> Action item
Your answer should be the entries below, reproduced character for character.

########################################

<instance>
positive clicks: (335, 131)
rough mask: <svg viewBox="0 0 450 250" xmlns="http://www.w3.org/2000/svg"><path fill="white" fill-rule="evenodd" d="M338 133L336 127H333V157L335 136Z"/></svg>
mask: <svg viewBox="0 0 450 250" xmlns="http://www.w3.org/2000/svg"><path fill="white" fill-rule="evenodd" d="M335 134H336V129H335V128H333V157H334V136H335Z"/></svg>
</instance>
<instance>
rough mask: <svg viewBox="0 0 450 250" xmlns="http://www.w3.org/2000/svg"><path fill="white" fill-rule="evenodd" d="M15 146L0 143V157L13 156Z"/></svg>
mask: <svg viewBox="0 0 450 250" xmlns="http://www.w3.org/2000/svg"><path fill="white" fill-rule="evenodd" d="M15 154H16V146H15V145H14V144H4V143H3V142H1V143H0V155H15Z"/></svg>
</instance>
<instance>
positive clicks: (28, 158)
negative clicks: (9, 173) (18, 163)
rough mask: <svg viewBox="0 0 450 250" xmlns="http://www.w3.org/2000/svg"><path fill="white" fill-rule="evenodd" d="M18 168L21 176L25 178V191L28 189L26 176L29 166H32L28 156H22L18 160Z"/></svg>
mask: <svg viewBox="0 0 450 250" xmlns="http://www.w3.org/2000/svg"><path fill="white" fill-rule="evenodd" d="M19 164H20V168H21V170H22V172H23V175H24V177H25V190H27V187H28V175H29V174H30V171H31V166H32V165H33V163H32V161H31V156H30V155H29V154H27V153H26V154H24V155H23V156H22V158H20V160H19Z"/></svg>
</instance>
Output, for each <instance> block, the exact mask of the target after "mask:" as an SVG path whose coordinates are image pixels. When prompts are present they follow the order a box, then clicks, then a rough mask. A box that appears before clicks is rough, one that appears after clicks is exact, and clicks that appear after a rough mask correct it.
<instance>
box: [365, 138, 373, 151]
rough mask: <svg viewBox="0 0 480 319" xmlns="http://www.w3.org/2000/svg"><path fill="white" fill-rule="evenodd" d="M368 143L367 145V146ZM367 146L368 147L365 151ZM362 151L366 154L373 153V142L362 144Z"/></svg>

########################################

> Answer for the task
<instance>
positive clicks: (335, 131)
rough mask: <svg viewBox="0 0 450 250" xmlns="http://www.w3.org/2000/svg"><path fill="white" fill-rule="evenodd" d="M338 133L336 127H333V157L335 136Z"/></svg>
mask: <svg viewBox="0 0 450 250" xmlns="http://www.w3.org/2000/svg"><path fill="white" fill-rule="evenodd" d="M335 134H336V129H335V128H333V157H334V136H335Z"/></svg>
</instance>
<instance>
rough mask: <svg viewBox="0 0 450 250" xmlns="http://www.w3.org/2000/svg"><path fill="white" fill-rule="evenodd" d="M15 146L0 143V157L13 156Z"/></svg>
mask: <svg viewBox="0 0 450 250" xmlns="http://www.w3.org/2000/svg"><path fill="white" fill-rule="evenodd" d="M15 154H16V146H15V145H14V144H4V143H3V142H1V143H0V155H15Z"/></svg>
</instance>
<instance>
positive clicks: (28, 158)
negative clicks: (9, 173) (18, 163)
rough mask: <svg viewBox="0 0 450 250" xmlns="http://www.w3.org/2000/svg"><path fill="white" fill-rule="evenodd" d="M18 168L21 176L25 178V191L28 189L26 176L29 166H32L28 156H22L18 160Z"/></svg>
mask: <svg viewBox="0 0 450 250" xmlns="http://www.w3.org/2000/svg"><path fill="white" fill-rule="evenodd" d="M19 164H20V168H21V170H22V172H23V175H24V177H25V190H27V187H28V175H29V174H30V171H31V166H32V165H33V163H32V161H31V156H30V155H29V154H27V153H26V154H24V155H23V156H22V158H20V160H19Z"/></svg>
</instance>
Output, for each <instance> block, the exact mask of the target after "mask:" as an SVG path whose coordinates are image pixels. When prompts are present they follow the order a box, then clicks, then a rough mask. A box that appears before clicks is rough, one that appears after clicks is exact, and clicks that appear after a rough mask correct it.
<instance>
box: [365, 138, 373, 151]
rough mask: <svg viewBox="0 0 480 319" xmlns="http://www.w3.org/2000/svg"><path fill="white" fill-rule="evenodd" d="M368 143L367 145V146ZM367 146L368 147L365 151ZM362 151L366 154L373 153V142L362 144Z"/></svg>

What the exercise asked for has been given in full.